Work to be completed
From the line containing "Pointing guideline: for each instance of the curly" to the last line of the listing below, repeat every line exactly, and output nothing else.

Records provided
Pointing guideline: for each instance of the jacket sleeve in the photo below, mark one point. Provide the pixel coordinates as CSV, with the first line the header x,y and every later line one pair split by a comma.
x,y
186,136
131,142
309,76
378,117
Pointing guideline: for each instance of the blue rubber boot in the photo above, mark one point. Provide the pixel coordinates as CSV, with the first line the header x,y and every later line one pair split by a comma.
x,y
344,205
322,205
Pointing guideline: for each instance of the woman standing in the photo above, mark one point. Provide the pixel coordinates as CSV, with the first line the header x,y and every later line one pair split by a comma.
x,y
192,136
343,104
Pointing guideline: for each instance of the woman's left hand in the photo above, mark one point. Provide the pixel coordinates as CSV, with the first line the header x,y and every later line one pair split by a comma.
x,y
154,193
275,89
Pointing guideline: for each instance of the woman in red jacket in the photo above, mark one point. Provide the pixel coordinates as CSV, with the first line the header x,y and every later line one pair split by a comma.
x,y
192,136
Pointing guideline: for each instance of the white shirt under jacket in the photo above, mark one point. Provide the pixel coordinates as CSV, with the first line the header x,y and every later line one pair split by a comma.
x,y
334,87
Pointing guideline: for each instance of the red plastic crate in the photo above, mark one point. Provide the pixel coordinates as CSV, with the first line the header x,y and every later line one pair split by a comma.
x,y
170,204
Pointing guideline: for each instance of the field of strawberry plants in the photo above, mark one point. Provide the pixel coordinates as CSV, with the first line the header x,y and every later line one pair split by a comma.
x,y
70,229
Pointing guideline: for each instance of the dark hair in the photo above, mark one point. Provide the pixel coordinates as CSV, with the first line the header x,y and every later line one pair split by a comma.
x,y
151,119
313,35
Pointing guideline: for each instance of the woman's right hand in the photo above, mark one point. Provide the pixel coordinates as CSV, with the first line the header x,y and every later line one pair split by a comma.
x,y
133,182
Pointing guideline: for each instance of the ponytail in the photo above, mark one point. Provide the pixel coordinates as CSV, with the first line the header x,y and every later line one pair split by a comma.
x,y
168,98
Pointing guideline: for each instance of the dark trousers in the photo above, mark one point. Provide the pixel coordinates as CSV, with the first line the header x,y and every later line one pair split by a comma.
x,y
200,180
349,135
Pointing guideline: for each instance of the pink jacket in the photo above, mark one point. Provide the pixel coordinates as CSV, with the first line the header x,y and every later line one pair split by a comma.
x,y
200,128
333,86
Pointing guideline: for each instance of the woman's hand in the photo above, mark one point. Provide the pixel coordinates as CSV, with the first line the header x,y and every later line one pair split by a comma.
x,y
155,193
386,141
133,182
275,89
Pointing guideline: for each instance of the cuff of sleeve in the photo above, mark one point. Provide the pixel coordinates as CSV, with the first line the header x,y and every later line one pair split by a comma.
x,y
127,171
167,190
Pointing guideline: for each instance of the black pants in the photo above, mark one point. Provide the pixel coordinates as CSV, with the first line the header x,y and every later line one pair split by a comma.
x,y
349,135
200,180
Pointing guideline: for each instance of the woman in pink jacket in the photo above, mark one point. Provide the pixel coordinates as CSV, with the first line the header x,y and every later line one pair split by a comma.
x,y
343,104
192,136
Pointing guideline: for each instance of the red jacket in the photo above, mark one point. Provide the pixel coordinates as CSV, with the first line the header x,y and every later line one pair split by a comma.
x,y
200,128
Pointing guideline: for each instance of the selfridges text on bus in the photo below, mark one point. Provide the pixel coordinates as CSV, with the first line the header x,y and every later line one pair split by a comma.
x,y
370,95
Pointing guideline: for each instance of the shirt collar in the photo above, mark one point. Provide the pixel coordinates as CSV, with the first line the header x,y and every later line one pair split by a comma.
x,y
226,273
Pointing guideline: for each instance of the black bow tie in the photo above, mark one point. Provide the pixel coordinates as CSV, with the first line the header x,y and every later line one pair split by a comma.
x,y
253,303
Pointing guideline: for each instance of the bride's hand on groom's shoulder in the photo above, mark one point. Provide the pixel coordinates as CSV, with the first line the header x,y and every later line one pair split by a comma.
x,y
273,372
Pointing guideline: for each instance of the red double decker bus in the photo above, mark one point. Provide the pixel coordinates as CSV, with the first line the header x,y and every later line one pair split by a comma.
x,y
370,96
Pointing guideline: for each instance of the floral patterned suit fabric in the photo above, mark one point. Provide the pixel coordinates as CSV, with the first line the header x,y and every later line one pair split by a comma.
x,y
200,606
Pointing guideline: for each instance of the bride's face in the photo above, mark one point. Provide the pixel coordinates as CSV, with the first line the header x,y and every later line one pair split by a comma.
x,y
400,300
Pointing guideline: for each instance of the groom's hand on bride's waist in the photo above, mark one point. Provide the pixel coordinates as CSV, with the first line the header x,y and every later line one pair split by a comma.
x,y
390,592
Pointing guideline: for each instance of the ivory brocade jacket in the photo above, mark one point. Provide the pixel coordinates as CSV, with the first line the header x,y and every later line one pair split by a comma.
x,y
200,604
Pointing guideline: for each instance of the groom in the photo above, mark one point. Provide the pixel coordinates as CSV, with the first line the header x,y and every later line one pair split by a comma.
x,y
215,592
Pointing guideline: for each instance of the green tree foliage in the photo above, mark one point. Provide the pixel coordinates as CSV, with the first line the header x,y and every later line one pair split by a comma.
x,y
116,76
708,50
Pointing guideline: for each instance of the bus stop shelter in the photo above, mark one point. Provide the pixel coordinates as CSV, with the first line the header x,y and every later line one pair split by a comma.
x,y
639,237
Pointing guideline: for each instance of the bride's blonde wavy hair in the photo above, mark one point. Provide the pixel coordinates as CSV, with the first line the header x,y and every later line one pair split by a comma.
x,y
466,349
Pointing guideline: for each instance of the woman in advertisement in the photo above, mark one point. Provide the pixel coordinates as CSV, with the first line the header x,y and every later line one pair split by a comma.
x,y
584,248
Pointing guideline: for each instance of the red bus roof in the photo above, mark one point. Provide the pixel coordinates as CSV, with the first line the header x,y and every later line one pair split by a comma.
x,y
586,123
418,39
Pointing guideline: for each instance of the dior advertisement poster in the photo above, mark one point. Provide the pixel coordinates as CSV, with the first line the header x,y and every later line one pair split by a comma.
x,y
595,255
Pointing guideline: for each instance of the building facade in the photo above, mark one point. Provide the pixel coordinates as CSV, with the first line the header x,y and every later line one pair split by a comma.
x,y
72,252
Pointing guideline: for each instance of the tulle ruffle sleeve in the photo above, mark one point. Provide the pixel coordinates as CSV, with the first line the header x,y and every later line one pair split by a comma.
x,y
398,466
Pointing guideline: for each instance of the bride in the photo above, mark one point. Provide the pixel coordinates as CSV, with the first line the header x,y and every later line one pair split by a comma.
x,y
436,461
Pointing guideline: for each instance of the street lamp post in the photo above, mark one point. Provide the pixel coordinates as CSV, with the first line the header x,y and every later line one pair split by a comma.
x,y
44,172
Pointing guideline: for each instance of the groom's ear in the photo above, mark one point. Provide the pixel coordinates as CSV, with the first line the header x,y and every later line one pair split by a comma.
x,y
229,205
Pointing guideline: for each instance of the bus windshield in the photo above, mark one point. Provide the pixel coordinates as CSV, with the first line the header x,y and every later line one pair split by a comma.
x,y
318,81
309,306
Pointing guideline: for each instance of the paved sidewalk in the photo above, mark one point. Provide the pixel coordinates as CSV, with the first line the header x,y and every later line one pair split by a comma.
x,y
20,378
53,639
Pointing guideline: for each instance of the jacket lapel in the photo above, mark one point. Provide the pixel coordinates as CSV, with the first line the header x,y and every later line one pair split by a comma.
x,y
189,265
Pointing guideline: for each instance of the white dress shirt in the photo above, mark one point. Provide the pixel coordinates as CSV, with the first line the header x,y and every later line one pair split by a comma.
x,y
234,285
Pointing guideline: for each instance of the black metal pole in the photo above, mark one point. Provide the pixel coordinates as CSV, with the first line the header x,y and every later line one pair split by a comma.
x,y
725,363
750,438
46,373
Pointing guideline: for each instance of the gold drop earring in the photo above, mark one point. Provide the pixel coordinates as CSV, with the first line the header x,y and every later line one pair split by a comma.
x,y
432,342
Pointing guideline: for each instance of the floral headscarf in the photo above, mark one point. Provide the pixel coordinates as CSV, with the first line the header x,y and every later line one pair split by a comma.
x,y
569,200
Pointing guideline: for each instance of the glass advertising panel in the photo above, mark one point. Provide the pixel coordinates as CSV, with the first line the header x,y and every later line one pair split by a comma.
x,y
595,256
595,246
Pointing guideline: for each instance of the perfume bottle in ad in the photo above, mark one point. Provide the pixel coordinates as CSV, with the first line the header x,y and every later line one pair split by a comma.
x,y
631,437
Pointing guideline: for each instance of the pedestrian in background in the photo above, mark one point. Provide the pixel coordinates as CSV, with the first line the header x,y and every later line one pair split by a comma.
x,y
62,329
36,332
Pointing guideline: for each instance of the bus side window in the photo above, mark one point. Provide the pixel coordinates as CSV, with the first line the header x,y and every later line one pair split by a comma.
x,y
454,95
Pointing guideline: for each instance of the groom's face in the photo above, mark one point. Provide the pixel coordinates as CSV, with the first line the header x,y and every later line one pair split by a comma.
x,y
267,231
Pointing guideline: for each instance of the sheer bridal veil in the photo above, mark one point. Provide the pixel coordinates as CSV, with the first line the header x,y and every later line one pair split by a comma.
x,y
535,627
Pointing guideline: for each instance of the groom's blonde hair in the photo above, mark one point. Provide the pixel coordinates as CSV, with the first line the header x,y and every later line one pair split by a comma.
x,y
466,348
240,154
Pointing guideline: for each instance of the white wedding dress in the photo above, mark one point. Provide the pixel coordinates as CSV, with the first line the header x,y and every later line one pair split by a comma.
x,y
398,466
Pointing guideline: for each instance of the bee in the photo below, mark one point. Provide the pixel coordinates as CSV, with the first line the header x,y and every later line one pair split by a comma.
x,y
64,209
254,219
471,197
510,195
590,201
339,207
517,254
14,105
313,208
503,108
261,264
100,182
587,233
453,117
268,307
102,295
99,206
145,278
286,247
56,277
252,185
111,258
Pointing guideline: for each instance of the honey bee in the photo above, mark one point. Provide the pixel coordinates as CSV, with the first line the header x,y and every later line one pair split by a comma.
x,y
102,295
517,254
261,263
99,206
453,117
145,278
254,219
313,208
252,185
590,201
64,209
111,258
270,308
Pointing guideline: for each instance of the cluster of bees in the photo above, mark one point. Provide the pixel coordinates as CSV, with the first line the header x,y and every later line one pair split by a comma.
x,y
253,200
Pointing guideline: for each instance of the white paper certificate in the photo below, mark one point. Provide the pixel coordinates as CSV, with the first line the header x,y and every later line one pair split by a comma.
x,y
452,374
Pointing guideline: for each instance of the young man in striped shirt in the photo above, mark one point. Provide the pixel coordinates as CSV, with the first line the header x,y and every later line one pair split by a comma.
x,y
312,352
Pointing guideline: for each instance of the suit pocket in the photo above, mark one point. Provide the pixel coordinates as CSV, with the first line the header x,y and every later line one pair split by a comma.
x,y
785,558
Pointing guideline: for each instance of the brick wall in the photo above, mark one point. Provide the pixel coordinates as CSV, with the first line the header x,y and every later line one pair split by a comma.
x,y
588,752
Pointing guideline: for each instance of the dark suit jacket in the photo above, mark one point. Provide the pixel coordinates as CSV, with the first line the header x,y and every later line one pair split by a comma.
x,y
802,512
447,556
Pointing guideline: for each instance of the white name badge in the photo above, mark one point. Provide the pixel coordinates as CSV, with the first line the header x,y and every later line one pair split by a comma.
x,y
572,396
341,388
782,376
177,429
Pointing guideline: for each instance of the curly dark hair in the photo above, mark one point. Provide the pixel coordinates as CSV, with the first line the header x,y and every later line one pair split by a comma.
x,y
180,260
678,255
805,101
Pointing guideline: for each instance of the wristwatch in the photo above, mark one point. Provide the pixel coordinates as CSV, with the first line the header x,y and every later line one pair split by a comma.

Your response
Pointing guideline: for each instance of the curly dark hair in the photo above, mark one point. Provide the pixel coordinates as CSV, with the first line the header x,y and every later line one pair split by a comma.
x,y
180,260
678,255
805,101
Pointing guideline: for each instance of the wristwatch in the photo above, mark one point. Provide the pixel coordinates as CSV, with the first line the header x,y and every later line one pair split by a comma.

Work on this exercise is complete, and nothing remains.